▶ _Exercise goal_: Copy out every one of the following rows in full, including each request. Multiply each coordinate in the answers by 1.35 and round it to a whole number, rounding halves up.

[Source rows]
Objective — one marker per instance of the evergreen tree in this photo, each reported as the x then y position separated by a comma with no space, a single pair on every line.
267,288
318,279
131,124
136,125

▶ _Full output_:
Objective — one marker per instance of the evergreen tree in this photo, each reported as the x then y position separated by a comma with no space, a single pair on every line.
360,389
429,377
177,167
184,169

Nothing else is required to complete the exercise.